* _How to complete this task_: Only the lines with "woman" in the entries below belong in the answer; please copy them.

━━━ Data

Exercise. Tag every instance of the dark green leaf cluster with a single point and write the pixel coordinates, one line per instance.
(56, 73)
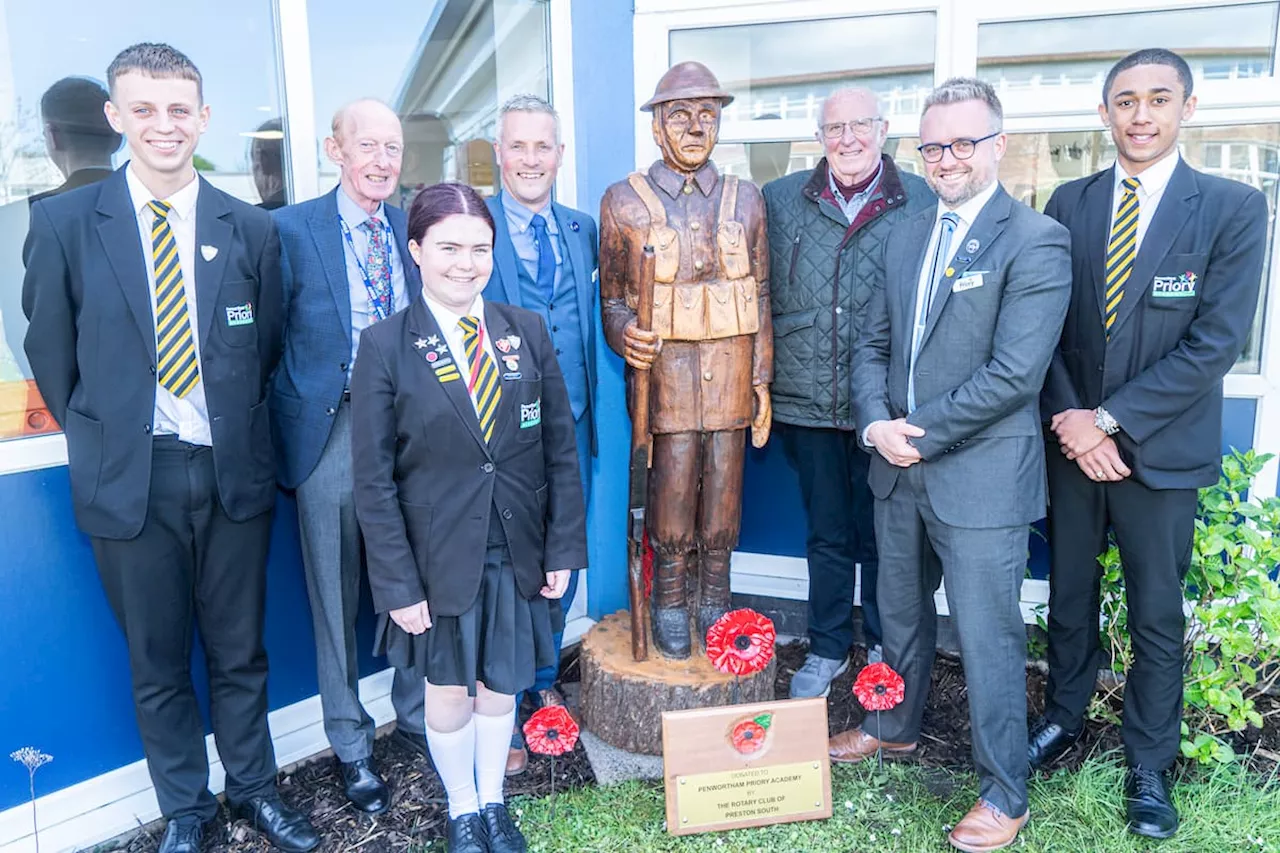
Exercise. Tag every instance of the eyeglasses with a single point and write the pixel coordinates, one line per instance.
(860, 127)
(960, 149)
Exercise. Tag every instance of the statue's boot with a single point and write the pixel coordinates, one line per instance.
(670, 609)
(713, 594)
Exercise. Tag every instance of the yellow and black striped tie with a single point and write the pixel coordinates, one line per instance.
(177, 366)
(1121, 249)
(483, 382)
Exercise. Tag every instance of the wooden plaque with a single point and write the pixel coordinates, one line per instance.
(745, 765)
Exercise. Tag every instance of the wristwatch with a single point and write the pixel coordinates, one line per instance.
(1104, 420)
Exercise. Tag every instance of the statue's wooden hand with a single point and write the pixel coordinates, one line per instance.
(641, 347)
(763, 420)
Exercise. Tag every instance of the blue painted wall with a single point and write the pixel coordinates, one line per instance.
(604, 119)
(64, 679)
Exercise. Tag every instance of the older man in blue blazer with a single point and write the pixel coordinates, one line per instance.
(346, 265)
(545, 261)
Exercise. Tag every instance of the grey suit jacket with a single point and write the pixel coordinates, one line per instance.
(982, 361)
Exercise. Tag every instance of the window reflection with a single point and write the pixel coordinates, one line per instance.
(444, 68)
(55, 138)
(786, 69)
(1223, 42)
(1036, 164)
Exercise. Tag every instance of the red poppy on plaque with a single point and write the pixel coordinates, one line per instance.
(880, 688)
(749, 737)
(740, 642)
(551, 731)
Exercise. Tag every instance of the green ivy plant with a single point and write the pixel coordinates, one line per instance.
(1232, 647)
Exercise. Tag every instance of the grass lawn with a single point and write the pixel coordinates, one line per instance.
(910, 808)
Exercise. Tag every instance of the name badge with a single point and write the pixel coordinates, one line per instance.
(1174, 287)
(531, 414)
(240, 314)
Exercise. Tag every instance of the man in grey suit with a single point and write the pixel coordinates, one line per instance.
(947, 373)
(346, 265)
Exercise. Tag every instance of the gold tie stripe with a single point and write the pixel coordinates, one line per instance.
(483, 383)
(177, 366)
(1121, 249)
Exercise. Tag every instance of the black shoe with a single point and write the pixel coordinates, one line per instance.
(671, 632)
(503, 835)
(182, 835)
(365, 788)
(1148, 808)
(1048, 740)
(283, 826)
(467, 834)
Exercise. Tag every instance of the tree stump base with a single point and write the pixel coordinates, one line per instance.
(622, 699)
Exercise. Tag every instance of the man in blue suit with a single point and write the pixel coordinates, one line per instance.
(346, 265)
(545, 261)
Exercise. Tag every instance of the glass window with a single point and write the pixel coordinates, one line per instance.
(785, 69)
(1036, 164)
(444, 68)
(764, 162)
(54, 137)
(1221, 42)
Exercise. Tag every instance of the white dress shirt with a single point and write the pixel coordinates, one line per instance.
(186, 418)
(448, 323)
(965, 214)
(361, 313)
(1151, 190)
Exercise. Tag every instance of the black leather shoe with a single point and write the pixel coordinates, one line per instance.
(503, 835)
(365, 788)
(467, 834)
(1048, 740)
(182, 835)
(283, 826)
(1148, 807)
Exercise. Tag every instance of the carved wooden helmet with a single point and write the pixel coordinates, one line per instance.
(686, 81)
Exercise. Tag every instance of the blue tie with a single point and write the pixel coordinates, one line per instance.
(545, 258)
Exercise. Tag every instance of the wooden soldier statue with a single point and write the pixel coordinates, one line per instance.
(709, 351)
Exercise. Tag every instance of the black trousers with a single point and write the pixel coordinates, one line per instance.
(840, 510)
(191, 565)
(1153, 530)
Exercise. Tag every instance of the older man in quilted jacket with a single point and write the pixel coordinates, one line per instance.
(826, 232)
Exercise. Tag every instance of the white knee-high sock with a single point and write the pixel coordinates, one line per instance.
(455, 757)
(493, 740)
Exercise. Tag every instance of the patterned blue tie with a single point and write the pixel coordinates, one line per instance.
(378, 264)
(545, 258)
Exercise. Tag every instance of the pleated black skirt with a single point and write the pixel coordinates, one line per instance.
(501, 641)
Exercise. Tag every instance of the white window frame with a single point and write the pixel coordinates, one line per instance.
(956, 54)
(297, 96)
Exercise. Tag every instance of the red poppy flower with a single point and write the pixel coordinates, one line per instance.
(878, 687)
(748, 737)
(740, 642)
(551, 731)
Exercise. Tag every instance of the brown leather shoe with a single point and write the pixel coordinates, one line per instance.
(986, 828)
(517, 758)
(853, 746)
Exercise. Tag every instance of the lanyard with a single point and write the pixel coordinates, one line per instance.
(375, 302)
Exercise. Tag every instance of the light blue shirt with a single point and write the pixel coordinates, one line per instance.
(361, 314)
(519, 224)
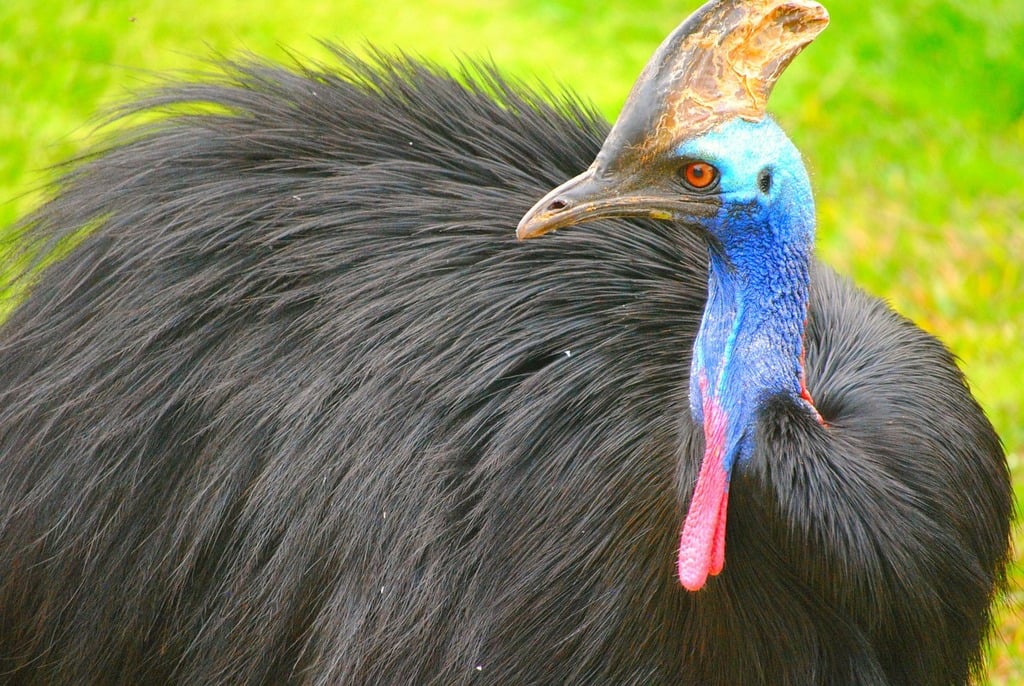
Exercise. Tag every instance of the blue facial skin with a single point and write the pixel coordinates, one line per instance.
(750, 343)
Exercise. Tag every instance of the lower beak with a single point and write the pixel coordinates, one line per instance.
(585, 198)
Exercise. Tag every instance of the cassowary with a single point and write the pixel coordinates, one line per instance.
(297, 406)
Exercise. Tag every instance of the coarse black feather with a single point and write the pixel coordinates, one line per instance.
(300, 409)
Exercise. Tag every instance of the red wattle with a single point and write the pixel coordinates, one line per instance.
(701, 545)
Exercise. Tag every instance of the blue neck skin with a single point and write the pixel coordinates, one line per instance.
(750, 345)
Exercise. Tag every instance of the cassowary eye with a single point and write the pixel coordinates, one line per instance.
(698, 175)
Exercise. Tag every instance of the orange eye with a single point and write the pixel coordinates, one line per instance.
(698, 175)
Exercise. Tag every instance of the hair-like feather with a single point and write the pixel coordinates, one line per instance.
(299, 408)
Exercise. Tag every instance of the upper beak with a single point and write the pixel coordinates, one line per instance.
(589, 197)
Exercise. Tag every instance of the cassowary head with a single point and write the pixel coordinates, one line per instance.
(693, 144)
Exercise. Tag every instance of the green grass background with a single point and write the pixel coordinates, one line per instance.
(910, 116)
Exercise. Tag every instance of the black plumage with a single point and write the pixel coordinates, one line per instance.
(299, 408)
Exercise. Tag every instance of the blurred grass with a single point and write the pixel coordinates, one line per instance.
(910, 116)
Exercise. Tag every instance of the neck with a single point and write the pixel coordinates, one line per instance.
(749, 348)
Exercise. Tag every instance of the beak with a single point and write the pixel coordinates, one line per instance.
(591, 196)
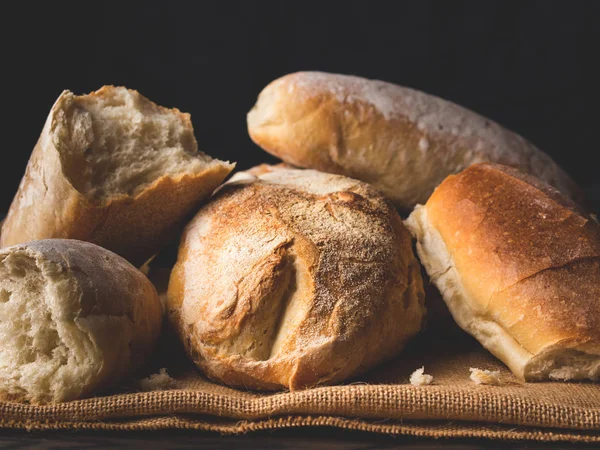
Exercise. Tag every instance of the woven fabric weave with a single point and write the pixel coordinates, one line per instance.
(382, 401)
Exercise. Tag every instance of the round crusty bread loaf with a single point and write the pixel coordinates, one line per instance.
(402, 141)
(293, 278)
(74, 319)
(115, 169)
(519, 268)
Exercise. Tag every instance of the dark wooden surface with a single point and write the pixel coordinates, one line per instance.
(301, 439)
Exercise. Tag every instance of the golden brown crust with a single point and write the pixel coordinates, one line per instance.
(402, 141)
(47, 205)
(524, 257)
(293, 278)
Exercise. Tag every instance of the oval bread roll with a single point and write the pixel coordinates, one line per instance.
(519, 268)
(115, 169)
(74, 319)
(402, 141)
(292, 278)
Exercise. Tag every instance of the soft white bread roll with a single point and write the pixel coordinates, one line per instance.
(519, 268)
(402, 141)
(115, 169)
(74, 319)
(292, 278)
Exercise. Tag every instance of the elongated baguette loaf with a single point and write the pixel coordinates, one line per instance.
(114, 169)
(402, 141)
(519, 268)
(75, 319)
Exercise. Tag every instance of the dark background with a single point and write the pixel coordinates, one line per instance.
(530, 65)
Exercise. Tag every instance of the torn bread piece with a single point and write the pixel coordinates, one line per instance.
(420, 378)
(115, 169)
(518, 265)
(489, 377)
(75, 319)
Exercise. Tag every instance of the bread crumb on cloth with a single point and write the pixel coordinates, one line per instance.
(420, 378)
(489, 377)
(160, 381)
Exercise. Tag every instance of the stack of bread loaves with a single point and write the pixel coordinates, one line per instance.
(290, 276)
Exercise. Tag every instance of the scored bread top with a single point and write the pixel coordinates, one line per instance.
(529, 257)
(292, 278)
(403, 141)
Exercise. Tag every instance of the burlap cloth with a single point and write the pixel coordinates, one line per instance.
(382, 401)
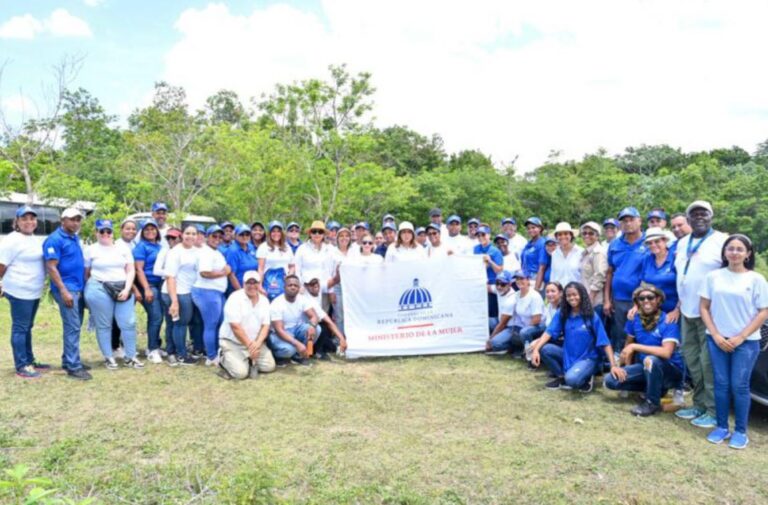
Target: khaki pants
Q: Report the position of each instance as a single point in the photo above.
(237, 362)
(696, 355)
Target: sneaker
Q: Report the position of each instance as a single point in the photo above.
(555, 383)
(705, 421)
(28, 372)
(718, 435)
(588, 386)
(134, 363)
(689, 413)
(79, 374)
(645, 409)
(739, 440)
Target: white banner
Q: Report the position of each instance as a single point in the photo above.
(420, 307)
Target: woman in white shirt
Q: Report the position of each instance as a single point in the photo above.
(23, 276)
(109, 274)
(275, 261)
(734, 305)
(566, 260)
(405, 247)
(180, 274)
(208, 290)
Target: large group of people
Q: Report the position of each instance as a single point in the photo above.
(652, 310)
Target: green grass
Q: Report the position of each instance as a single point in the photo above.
(445, 429)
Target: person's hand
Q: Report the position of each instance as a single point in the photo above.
(619, 373)
(67, 298)
(673, 316)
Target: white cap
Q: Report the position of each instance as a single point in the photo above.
(71, 212)
(251, 275)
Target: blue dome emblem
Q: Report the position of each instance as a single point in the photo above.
(415, 298)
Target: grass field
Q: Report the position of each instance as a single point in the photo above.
(445, 429)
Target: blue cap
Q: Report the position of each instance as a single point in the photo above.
(213, 229)
(104, 224)
(628, 212)
(534, 221)
(25, 210)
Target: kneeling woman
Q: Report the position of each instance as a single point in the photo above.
(575, 363)
(654, 341)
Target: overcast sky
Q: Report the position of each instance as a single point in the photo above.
(507, 77)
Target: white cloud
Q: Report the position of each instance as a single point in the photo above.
(60, 23)
(508, 77)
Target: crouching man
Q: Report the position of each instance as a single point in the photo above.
(243, 334)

━━━━━━

* _Output_:
Target: woman in white shirt
Target: kneeling woman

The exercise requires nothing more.